PROVIDED DATA START
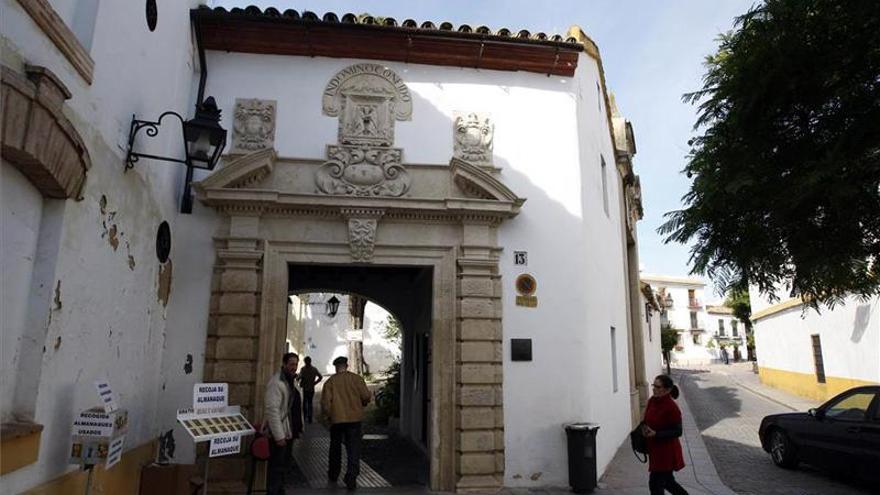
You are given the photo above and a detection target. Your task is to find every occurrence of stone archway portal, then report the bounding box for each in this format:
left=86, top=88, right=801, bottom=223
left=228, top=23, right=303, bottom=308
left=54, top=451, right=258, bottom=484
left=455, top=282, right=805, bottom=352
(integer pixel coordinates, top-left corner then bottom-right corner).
left=196, top=63, right=524, bottom=492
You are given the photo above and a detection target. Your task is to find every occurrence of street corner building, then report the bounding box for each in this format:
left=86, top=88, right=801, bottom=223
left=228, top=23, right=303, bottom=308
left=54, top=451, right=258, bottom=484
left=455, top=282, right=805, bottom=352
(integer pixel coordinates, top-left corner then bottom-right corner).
left=1, top=2, right=657, bottom=493
left=749, top=287, right=880, bottom=403
left=641, top=274, right=715, bottom=366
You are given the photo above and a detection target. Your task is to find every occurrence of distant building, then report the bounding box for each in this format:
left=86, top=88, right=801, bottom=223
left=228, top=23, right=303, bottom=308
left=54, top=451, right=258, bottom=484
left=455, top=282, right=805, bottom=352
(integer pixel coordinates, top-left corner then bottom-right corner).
left=750, top=290, right=879, bottom=402
left=705, top=305, right=747, bottom=362
left=642, top=275, right=713, bottom=366
left=286, top=293, right=399, bottom=377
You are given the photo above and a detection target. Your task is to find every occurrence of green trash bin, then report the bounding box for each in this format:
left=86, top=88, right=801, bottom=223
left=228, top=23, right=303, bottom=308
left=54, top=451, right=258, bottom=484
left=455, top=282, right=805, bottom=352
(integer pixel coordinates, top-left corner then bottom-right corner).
left=564, top=423, right=600, bottom=493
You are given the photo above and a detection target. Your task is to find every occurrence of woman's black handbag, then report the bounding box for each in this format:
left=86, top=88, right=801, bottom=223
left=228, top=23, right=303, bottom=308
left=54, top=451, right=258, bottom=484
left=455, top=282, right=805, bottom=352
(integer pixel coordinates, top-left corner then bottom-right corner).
left=630, top=422, right=648, bottom=463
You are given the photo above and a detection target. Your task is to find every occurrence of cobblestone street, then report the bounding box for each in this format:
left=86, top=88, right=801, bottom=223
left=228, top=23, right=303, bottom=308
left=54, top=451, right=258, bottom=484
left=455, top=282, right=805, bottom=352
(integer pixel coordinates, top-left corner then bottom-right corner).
left=678, top=365, right=873, bottom=495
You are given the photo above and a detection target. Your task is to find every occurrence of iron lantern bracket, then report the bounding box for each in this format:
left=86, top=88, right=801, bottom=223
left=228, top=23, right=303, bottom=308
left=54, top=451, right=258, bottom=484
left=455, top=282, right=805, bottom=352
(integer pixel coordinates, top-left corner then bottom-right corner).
left=124, top=111, right=190, bottom=171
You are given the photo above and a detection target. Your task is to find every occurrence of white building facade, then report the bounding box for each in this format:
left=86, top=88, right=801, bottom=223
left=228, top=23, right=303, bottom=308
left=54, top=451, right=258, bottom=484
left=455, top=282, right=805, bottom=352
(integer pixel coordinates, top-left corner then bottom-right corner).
left=286, top=293, right=399, bottom=377
left=750, top=290, right=879, bottom=402
left=1, top=3, right=650, bottom=492
left=642, top=275, right=713, bottom=366
left=705, top=305, right=747, bottom=363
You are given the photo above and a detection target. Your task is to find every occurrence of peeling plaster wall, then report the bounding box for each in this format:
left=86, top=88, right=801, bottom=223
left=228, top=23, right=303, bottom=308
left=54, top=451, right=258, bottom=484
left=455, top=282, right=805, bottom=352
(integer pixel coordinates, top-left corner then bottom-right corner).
left=202, top=51, right=638, bottom=487
left=1, top=0, right=203, bottom=492
left=0, top=162, right=44, bottom=422
left=155, top=205, right=219, bottom=464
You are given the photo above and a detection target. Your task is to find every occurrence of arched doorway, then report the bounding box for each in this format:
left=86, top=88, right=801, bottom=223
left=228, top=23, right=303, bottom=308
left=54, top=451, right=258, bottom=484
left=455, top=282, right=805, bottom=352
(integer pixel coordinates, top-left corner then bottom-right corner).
left=283, top=264, right=434, bottom=487
left=198, top=147, right=522, bottom=491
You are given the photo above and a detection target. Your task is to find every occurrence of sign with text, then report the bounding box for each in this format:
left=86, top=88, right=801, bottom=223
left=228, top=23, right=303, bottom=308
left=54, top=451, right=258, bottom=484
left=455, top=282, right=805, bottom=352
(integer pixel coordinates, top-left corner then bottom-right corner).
left=193, top=383, right=228, bottom=415
left=105, top=435, right=125, bottom=469
left=95, top=379, right=118, bottom=413
left=514, top=251, right=528, bottom=266
left=209, top=434, right=241, bottom=457
left=176, top=407, right=255, bottom=443
left=72, top=408, right=128, bottom=437
left=73, top=410, right=114, bottom=437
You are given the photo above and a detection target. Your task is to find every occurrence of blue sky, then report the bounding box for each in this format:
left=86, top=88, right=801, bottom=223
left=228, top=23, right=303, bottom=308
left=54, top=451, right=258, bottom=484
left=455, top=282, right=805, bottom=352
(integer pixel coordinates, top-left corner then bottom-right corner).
left=212, top=0, right=754, bottom=298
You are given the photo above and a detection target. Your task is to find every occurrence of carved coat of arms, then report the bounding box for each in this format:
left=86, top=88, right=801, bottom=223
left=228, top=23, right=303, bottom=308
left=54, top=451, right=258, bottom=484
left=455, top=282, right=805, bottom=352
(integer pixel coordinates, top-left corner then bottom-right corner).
left=231, top=98, right=276, bottom=153
left=316, top=64, right=413, bottom=197
left=453, top=112, right=494, bottom=166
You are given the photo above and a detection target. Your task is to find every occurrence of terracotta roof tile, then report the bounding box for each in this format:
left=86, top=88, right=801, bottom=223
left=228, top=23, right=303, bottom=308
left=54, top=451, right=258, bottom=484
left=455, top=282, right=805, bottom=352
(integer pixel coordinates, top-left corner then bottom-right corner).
left=196, top=5, right=582, bottom=46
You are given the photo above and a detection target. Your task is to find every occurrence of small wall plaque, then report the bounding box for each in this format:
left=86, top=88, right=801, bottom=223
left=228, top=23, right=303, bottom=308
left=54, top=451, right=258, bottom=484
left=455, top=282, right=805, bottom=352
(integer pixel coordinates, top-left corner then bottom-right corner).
left=514, top=251, right=528, bottom=266
left=511, top=339, right=532, bottom=361
left=515, top=295, right=538, bottom=308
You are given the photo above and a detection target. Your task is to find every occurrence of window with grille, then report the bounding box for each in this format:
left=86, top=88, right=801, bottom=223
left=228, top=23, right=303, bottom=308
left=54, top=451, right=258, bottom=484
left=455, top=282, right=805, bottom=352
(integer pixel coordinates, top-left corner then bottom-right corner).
left=811, top=335, right=826, bottom=383
left=732, top=320, right=738, bottom=337
left=690, top=311, right=698, bottom=329
left=718, top=319, right=725, bottom=336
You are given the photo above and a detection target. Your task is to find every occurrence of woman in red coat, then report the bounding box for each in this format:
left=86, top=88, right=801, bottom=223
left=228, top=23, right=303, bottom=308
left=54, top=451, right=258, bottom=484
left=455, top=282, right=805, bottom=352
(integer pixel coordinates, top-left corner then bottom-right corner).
left=642, top=374, right=689, bottom=495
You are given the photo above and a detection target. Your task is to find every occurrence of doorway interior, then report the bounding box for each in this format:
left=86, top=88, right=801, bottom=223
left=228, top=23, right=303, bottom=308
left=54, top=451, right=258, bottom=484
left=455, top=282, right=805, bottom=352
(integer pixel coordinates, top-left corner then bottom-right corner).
left=284, top=264, right=433, bottom=488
PROVIDED DATA END
§ THE PROBLEM:
Give the entries above again exactly, minus their pictures.

§ EXERCISE RESULT:
You are given the photo above and a detection target. Your task is to find every occurrence of stone archway portal, then report the bounding box for each in this format:
left=86, top=88, right=801, bottom=223
left=228, top=23, right=303, bottom=308
left=54, top=451, right=258, bottom=484
left=455, top=282, right=805, bottom=352
(integer pixel coordinates, top-left corner then bottom-right corner).
left=196, top=63, right=524, bottom=492
You are given the photo above and a detection target. Your task is to find every occurrence of street corner building, then report the bounding box for each in this format:
left=86, top=88, right=801, bottom=223
left=228, top=23, right=303, bottom=308
left=54, top=451, right=258, bottom=484
left=455, top=282, right=805, bottom=352
(integer pixel coordinates, top-left corner then bottom-right corner).
left=1, top=2, right=657, bottom=493
left=749, top=287, right=880, bottom=403
left=641, top=274, right=715, bottom=366
You are given the photo above and a detection target. Your task is to find every occurrence of distant building, then report the bounding box for each in this format:
left=86, top=88, right=801, bottom=223
left=228, top=23, right=303, bottom=308
left=54, top=451, right=258, bottom=484
left=455, top=282, right=805, bottom=352
(integer pixel coordinates, top-left corner then bottom-right corner).
left=750, top=290, right=879, bottom=402
left=705, top=305, right=747, bottom=362
left=642, top=275, right=713, bottom=366
left=286, top=293, right=399, bottom=377
You are given the photo above and a detection target. Your task is to find every occurrence of green trash bin, then report the bounding box for each in this format:
left=86, top=88, right=801, bottom=223
left=228, top=23, right=303, bottom=308
left=54, top=451, right=258, bottom=484
left=455, top=282, right=805, bottom=352
(integer pixel coordinates, top-left corner then bottom-right corner).
left=564, top=423, right=600, bottom=493
You are given the photo above and a detection target. Your task is to find every occurrence of woman's black handbag, then report the bounding box for each in this format:
left=86, top=88, right=801, bottom=223
left=228, top=23, right=303, bottom=308
left=54, top=451, right=258, bottom=484
left=455, top=282, right=805, bottom=352
(integer pixel coordinates, top-left corner then bottom-right corner).
left=630, top=422, right=648, bottom=463
You are given the photo above and a detection target. Your task is to find every occurrence of cobblestone street, then report the bounding box for each in this format:
left=86, top=88, right=801, bottom=223
left=228, top=23, right=303, bottom=308
left=54, top=451, right=258, bottom=484
left=455, top=282, right=805, bottom=352
(integer pixel coordinates, top-left corner then bottom-right corner).
left=678, top=365, right=873, bottom=495
You are given the photo above and a detection target. Your task is to find every occurrence of iron lantern bracket, then report the bounding box for each in this format:
left=86, top=88, right=801, bottom=223
left=228, top=23, right=303, bottom=308
left=54, top=451, right=258, bottom=484
left=455, top=282, right=805, bottom=352
(integer pixel coordinates, top-left corner then bottom-right corner).
left=124, top=111, right=190, bottom=171
You are given the photo above and a detection target. Your task is to find every occurrence of white building facade, then report the bounding box for each in this format:
left=86, top=88, right=801, bottom=223
left=228, top=23, right=303, bottom=308
left=54, top=451, right=258, bottom=484
left=455, top=282, right=805, bottom=352
(integer pixel coordinates, top-left corner then bottom-right corner).
left=286, top=293, right=399, bottom=377
left=750, top=290, right=879, bottom=402
left=1, top=3, right=650, bottom=492
left=642, top=275, right=713, bottom=366
left=705, top=305, right=747, bottom=363
You are given the photo above and a detection target. Your task is to find every occurrence of peeling plaster wall, then report the bounding box for each in this format:
left=86, top=88, right=801, bottom=223
left=228, top=23, right=303, bottom=308
left=54, top=451, right=258, bottom=484
left=455, top=282, right=805, bottom=352
(integer pixel coordinates, top-left corner then bottom-right corner).
left=202, top=51, right=638, bottom=487
left=1, top=0, right=203, bottom=492
left=0, top=162, right=44, bottom=422
left=155, top=205, right=219, bottom=464
You are given the photo above and a detection target. Your task is to find every occurrence of arched doorway, then report the bounding box for each in this format:
left=86, top=88, right=801, bottom=223
left=228, top=23, right=303, bottom=308
left=54, top=451, right=258, bottom=484
left=455, top=282, right=805, bottom=352
(integer pixel coordinates, top-left corner then bottom-right corner).
left=283, top=264, right=434, bottom=487
left=198, top=147, right=522, bottom=491
You are given the photo above and a detection target. Your task is to find every occurrence of sign with text, then report the bounding box for each in this format:
left=86, top=88, right=801, bottom=223
left=228, top=23, right=303, bottom=308
left=54, top=451, right=258, bottom=484
left=455, top=282, right=805, bottom=352
(integer pixel coordinates, top-left corner then bottom-right corner).
left=193, top=383, right=228, bottom=415
left=105, top=435, right=125, bottom=469
left=95, top=379, right=118, bottom=413
left=514, top=251, right=528, bottom=266
left=209, top=434, right=241, bottom=457
left=176, top=407, right=255, bottom=443
left=72, top=408, right=128, bottom=437
left=73, top=410, right=114, bottom=437
You are given the photo above and a detection target. Your task is to find every occurrence of blue sky, then report the bounding box for each in this format:
left=86, top=88, right=801, bottom=223
left=228, top=23, right=303, bottom=308
left=54, top=451, right=258, bottom=484
left=455, top=282, right=805, bottom=352
(integer pixel coordinates, top-left corner then bottom-right corner).
left=212, top=0, right=754, bottom=298
You are given the photo above and a detection target. Your task is to find every occurrence of carved coat of arms, then report the bounding box for each in this format:
left=86, top=88, right=801, bottom=223
left=228, top=23, right=303, bottom=308
left=54, top=451, right=258, bottom=484
left=455, top=282, right=805, bottom=352
(integer pixel coordinates, top-left corner then bottom-right corner).
left=231, top=98, right=276, bottom=153
left=316, top=64, right=413, bottom=197
left=453, top=112, right=494, bottom=166
You are given the photo above and a detection target. Your task is to find every occurrence of terracotta roof tile, then report the bounding box for each in this format:
left=86, top=88, right=801, bottom=223
left=228, top=23, right=303, bottom=308
left=54, top=451, right=258, bottom=484
left=455, top=282, right=805, bottom=352
(integer pixel coordinates, top-left corner then bottom-right corner).
left=196, top=5, right=582, bottom=46
You are given the photo above and a detection target. Your task is to find every occurrence of small wall plaque, then report the bounding box for each in this format:
left=86, top=88, right=801, bottom=223
left=228, top=23, right=303, bottom=308
left=54, top=451, right=258, bottom=484
left=455, top=282, right=805, bottom=352
(integer pixel coordinates, top-left corner then bottom-right corner).
left=514, top=251, right=528, bottom=266
left=511, top=339, right=532, bottom=361
left=515, top=295, right=538, bottom=308
You are given the photo above and a detection target. Your task is to find every occurrence of window with grille, then report the bounding box for each in this format:
left=86, top=88, right=801, bottom=223
left=228, top=23, right=303, bottom=308
left=54, top=451, right=258, bottom=484
left=455, top=282, right=805, bottom=352
(integer pixel coordinates, top-left corner then bottom-right corner).
left=811, top=335, right=826, bottom=383
left=732, top=320, right=738, bottom=337
left=690, top=311, right=698, bottom=329
left=718, top=319, right=725, bottom=336
You are given the photo above and a detection target. Your task is to find every occurrence of woman in red coat, then report the bounding box for each in this format:
left=86, top=88, right=801, bottom=223
left=228, top=23, right=303, bottom=308
left=54, top=451, right=258, bottom=484
left=455, top=282, right=805, bottom=352
(integer pixel coordinates, top-left corner then bottom-right corner).
left=642, top=374, right=689, bottom=495
You are given the photo above and a detection target. Your task is to find every occurrence of doorway interior, then report the bounding box for each in this format:
left=86, top=88, right=801, bottom=223
left=228, top=23, right=303, bottom=308
left=54, top=451, right=258, bottom=484
left=455, top=282, right=805, bottom=352
(integer pixel coordinates, top-left corner then bottom-right corner).
left=284, top=264, right=433, bottom=488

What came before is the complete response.